======== Selected excerpt ========

The TGZ4p incorporated ∼190 pmol Put (mg DMC)−1 h−1 (Fig. 5C), giving an activity 1600-fold higher (using the same polyamine as substrate) than the figure reported for recombinant AtPgn1p (Arabidopsis sp.), the only plant enzyme with TG activity expressed to date in E. coli (Della Mea et al. 2004). In this case, however, the recombinant protein yield was not reported. The differences observed between TGZ4p and AtPng1p might be due to intrinsic enzyme characteristics, such as substrate preferences as well as different subcellular localization as AtPgn1p was detected in the microsomal-enriched fraction while TGZ4p is localized in chloroplasts.

======== Provided material ========

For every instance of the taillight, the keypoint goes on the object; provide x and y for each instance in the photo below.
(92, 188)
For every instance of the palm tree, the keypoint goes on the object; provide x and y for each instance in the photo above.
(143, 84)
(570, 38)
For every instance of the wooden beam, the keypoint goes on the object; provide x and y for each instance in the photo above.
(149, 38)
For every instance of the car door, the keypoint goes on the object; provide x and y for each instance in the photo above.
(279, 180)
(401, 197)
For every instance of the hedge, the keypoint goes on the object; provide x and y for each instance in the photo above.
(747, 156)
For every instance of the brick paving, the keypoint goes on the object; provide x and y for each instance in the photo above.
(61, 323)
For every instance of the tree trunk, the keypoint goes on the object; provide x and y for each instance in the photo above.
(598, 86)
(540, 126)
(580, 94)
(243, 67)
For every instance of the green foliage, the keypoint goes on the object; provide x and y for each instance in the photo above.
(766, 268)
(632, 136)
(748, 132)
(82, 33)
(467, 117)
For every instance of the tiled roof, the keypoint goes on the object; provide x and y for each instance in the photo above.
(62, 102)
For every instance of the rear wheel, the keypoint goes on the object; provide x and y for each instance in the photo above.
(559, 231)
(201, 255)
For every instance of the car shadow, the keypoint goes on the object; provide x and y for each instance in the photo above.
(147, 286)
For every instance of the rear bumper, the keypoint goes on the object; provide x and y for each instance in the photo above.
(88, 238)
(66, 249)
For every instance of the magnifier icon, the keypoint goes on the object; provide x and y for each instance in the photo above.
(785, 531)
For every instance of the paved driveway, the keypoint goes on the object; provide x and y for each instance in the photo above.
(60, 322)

========
======== Provided material ========

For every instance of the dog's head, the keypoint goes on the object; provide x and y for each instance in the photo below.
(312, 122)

========

Exercise set:
- 1) Condense the paragraph of the TGZ4p excerpt that opens with "The TGZ4p incorporated" into a short bulleted list that keeps its main facts.
- 2) Reproduce the TGZ4p excerpt starting with "The TGZ4p incorporated" and going on through "localized in chloroplasts.", changing "chloroplasts" to "mitochondria".
Work only from the TGZ4p excerpt.

Expected responses:
- 1)
- TGZ4p incorporated about 190 pmol Put (mg DMC)−1 h−1 (Fig. 5C).
- With the same polyamine as substrate, this activity is 1600-fold higher than the figure reported for recombinant AtPgn1p (Arabidopsis sp.). AtPgn1p is the only plant enzyme with TG activity expressed in E. coli to date (Della Mea et al. 2004).
- The recombinant protein yield for AtPgn1p was not reported.
- The differences may come from intrinsic enzyme characteristics, such as substrate preferences.
- They may also come from different subcellular localization. AtPgn1p was detected in the microsomal-enriched fraction, while TGZ4p is localized in chloroplasts.

- 2)
The TGZ4p incorporated ∼190 pmol Put (mg DMC)−1 h−1 (Fig. 5C), giving an activity 1600-fold higher (using the same polyamine as substrate) than the figure reported for recombinant AtPgn1p (Arabidopsis sp.), the only plant enzyme with TG activity expressed to date in E. coli (Della Mea et al. 2004). In this case, however, the recombinant protein yield was not reported. The differences observed between TGZ4p and AtPng1p might be due to intrinsic enzyme characteristics, such as substrate preferences as well as different subcellular localization as AtPgn1p was detected in the microsomal-enriched fraction while TGZ4p is localized in mitochondria.